TASK ITEM
Spot each line in the data below containing "white" and copy it.

ENTRIES SHOWN
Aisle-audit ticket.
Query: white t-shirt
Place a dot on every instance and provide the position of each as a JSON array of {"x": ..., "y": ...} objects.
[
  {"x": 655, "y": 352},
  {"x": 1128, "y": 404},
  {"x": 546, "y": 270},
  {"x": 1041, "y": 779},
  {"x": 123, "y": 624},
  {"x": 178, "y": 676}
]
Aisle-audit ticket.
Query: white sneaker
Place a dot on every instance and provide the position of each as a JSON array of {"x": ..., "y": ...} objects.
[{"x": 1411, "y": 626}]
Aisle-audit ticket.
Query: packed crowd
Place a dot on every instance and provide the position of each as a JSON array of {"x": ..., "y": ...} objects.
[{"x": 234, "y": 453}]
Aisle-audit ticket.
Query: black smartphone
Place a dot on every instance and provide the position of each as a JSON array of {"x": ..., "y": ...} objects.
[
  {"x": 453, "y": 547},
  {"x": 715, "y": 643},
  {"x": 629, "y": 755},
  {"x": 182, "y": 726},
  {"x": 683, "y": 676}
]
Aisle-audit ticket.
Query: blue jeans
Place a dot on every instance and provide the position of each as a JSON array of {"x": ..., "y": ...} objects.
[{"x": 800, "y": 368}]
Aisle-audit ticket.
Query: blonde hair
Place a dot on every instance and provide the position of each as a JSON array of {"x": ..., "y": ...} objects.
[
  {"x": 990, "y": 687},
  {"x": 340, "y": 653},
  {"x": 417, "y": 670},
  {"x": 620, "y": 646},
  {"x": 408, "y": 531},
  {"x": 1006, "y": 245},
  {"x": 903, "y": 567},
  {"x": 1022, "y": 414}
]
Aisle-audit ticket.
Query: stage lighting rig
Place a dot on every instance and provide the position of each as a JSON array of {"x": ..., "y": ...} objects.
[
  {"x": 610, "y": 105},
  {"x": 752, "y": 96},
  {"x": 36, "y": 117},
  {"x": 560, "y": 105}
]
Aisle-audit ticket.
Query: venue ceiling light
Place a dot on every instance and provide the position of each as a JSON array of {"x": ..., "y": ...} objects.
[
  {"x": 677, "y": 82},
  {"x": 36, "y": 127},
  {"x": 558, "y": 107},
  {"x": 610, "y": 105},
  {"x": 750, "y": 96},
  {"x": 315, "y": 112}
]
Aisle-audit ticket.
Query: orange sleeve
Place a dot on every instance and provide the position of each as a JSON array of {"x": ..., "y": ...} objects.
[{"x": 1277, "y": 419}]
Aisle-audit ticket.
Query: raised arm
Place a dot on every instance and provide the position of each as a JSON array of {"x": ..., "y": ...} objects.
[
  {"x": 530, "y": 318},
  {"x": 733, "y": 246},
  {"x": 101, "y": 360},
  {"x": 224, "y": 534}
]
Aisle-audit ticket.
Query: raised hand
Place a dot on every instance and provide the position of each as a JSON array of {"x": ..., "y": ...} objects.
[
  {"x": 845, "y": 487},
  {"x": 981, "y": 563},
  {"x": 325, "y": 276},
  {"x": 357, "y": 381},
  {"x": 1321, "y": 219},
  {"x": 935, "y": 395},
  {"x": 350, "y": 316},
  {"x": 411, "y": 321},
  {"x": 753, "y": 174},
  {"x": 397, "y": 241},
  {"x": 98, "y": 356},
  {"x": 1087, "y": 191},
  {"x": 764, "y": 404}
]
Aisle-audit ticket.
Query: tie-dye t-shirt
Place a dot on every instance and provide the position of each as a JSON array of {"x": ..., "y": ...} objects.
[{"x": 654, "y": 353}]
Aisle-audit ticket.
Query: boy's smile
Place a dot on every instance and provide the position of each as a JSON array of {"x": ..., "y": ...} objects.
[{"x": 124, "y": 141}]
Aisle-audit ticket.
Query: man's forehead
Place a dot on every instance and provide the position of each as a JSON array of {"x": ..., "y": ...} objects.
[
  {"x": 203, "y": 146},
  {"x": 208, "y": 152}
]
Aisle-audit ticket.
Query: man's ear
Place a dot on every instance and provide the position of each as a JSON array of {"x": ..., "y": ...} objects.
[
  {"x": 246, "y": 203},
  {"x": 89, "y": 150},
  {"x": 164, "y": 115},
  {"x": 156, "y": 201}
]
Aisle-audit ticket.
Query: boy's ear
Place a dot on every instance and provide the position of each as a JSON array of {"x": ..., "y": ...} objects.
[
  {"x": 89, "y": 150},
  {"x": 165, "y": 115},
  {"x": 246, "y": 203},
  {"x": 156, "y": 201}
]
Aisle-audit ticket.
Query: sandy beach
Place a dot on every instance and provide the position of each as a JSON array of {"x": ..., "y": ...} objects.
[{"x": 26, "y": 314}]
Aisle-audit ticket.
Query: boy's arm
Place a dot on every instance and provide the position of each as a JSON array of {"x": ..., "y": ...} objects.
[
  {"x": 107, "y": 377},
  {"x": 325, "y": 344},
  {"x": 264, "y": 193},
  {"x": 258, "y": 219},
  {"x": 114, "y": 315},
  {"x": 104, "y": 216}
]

SOLVED PROBLEM
Query: white t-shirt
Query: white sneaker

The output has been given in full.